Data shown:
----------------------------------------

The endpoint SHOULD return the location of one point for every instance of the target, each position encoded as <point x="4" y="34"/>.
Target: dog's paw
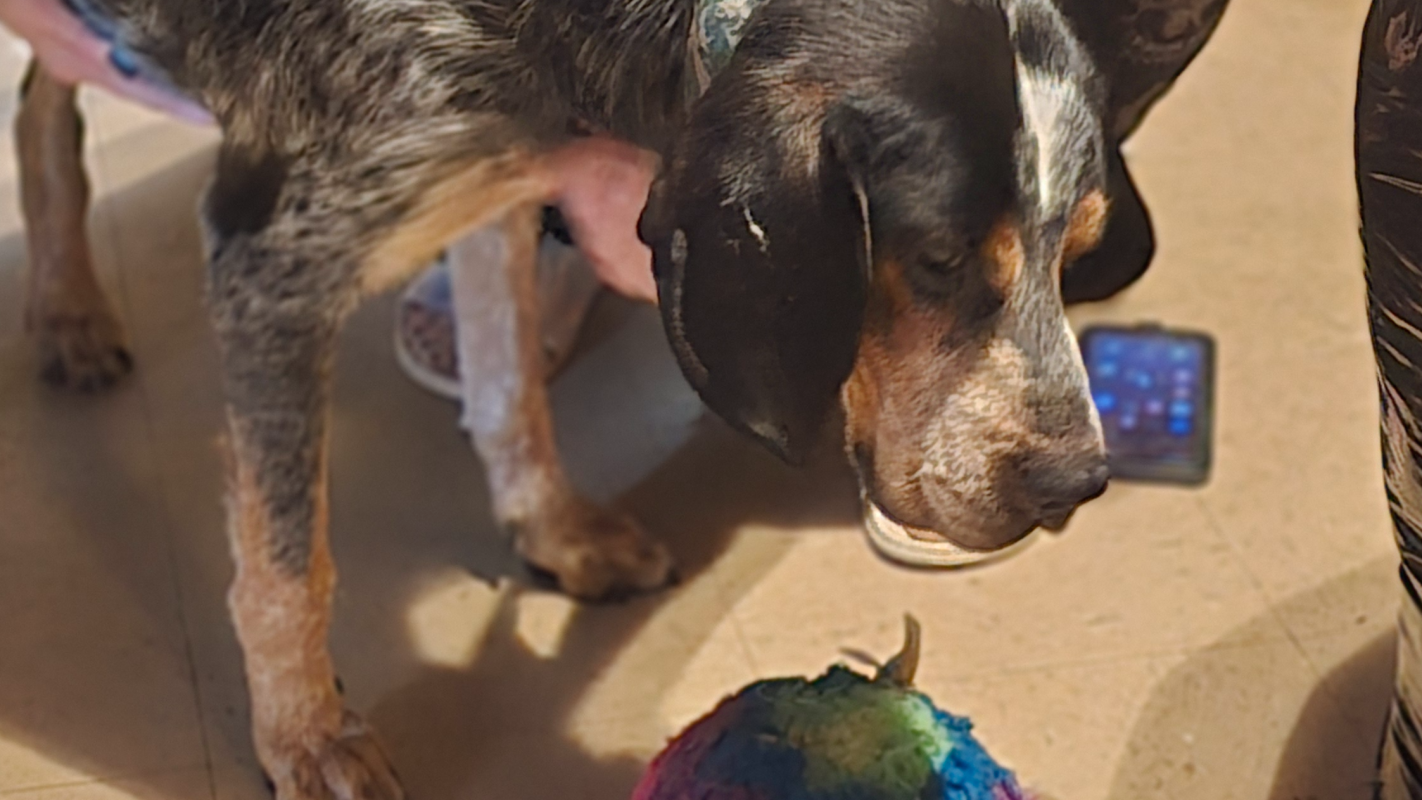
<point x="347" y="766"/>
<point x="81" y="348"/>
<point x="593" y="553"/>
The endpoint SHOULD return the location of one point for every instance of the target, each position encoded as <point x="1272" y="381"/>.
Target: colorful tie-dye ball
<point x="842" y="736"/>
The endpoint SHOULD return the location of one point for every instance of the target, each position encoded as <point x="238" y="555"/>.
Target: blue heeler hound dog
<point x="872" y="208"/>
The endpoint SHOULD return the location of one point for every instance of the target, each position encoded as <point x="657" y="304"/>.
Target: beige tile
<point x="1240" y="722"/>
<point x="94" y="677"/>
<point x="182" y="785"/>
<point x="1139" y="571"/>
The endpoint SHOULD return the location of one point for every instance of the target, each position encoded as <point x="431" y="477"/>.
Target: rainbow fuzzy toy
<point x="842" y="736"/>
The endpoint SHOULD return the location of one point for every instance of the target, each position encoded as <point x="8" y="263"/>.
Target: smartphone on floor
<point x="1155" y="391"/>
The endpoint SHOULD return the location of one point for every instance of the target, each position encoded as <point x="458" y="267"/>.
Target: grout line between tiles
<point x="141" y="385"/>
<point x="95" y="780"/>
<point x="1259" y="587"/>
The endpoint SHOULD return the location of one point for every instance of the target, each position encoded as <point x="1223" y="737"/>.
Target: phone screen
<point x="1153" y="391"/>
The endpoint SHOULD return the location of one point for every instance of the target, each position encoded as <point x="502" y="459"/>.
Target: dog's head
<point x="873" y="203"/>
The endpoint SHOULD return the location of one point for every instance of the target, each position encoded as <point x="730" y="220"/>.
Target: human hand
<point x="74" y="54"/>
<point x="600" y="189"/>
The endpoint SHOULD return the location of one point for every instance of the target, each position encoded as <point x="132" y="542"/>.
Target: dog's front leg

----------------------------------------

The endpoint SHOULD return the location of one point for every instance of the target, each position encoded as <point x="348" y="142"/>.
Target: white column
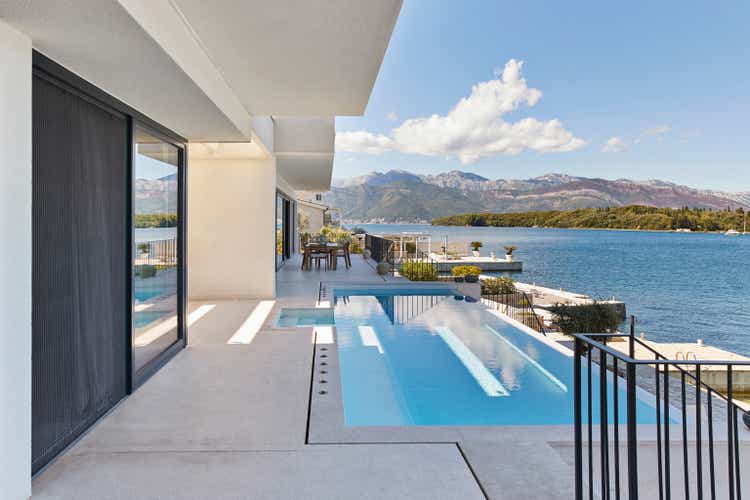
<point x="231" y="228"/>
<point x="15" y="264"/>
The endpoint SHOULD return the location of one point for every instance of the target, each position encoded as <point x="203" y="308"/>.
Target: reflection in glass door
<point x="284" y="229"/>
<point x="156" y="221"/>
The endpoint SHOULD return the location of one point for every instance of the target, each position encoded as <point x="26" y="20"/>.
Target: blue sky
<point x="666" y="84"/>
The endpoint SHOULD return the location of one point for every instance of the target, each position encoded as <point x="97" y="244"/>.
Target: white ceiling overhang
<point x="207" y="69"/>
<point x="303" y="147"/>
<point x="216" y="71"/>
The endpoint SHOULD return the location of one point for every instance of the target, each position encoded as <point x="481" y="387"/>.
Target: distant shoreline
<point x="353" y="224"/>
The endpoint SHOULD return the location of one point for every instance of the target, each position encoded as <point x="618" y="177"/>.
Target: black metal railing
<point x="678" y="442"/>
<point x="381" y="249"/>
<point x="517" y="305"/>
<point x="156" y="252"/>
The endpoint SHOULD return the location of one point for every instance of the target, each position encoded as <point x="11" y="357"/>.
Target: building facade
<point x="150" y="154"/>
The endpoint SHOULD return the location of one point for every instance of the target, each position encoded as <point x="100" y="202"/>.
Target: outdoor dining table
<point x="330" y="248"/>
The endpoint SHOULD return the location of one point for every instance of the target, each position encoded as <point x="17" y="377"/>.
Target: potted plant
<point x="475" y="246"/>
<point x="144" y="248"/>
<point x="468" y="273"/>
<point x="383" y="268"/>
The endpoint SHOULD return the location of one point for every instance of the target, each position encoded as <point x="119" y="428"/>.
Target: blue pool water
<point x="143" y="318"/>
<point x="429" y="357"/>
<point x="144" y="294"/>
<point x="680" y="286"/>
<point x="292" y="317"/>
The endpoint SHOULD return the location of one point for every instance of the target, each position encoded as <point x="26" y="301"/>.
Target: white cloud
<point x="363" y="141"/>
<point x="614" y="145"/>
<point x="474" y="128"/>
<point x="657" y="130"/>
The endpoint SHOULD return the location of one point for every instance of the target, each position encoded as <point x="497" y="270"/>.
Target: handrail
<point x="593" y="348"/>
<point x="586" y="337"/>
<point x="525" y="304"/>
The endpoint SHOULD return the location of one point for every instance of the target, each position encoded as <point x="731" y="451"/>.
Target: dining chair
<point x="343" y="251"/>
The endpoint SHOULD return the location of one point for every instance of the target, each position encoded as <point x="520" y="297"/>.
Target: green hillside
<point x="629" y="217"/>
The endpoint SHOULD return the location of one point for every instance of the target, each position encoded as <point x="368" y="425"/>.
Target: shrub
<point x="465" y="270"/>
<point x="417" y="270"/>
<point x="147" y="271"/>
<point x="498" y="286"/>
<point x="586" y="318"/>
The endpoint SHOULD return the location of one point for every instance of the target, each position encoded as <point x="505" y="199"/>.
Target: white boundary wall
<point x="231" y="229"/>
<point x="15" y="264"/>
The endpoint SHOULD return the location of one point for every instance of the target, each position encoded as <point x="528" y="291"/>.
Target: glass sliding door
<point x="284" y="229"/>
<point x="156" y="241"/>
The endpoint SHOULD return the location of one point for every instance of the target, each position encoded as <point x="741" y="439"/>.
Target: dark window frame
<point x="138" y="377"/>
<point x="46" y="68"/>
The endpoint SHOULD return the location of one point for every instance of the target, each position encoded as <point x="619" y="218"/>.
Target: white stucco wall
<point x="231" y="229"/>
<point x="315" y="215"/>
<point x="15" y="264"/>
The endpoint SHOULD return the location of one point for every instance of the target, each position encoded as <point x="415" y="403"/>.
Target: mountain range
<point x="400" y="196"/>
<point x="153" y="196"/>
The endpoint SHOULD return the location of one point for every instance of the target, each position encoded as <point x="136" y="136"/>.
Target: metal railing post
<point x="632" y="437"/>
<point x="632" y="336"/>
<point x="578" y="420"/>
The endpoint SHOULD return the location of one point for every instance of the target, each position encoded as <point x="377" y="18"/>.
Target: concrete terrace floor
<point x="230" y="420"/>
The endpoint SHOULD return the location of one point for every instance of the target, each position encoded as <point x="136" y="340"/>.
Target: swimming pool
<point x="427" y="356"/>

----------------------------------------

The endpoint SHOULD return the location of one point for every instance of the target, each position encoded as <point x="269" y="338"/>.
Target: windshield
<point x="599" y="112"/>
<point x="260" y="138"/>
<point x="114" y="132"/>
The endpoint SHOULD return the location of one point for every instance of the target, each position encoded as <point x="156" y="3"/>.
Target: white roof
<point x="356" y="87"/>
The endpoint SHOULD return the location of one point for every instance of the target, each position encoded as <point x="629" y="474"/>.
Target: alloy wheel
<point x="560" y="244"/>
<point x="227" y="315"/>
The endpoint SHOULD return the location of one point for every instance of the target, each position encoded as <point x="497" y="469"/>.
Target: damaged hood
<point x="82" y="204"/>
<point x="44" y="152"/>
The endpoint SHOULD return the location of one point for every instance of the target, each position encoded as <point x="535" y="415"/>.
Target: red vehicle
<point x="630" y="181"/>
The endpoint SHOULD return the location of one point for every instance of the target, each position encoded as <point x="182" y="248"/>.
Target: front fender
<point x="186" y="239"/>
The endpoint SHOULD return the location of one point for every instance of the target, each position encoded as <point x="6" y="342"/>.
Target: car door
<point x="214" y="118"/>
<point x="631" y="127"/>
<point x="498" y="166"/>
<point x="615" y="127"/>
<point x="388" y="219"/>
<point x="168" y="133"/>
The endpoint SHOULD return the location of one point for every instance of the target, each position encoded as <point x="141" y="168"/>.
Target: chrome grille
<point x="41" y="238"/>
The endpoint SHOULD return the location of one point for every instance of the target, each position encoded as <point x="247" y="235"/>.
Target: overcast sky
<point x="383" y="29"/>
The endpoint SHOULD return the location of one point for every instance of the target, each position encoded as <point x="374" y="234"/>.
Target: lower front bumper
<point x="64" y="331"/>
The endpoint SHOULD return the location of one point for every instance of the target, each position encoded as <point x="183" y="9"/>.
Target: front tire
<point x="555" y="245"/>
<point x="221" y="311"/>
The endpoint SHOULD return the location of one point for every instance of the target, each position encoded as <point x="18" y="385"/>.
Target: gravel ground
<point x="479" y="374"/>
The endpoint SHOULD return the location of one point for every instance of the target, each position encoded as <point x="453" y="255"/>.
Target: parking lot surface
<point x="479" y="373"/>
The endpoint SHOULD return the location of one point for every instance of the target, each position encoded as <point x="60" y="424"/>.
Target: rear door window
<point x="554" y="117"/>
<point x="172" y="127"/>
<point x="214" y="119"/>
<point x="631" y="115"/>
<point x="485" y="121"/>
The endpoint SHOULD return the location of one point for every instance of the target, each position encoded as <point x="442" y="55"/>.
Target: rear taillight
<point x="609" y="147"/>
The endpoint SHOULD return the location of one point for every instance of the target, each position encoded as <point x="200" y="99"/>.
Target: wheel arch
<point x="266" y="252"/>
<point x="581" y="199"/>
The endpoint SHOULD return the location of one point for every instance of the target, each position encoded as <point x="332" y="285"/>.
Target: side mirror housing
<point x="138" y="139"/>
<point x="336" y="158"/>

----------------------------------------

Task details:
Extract every line above that contains the word "railing". Case counts.

Final answer:
Target: black metal railing
Target: metal railing post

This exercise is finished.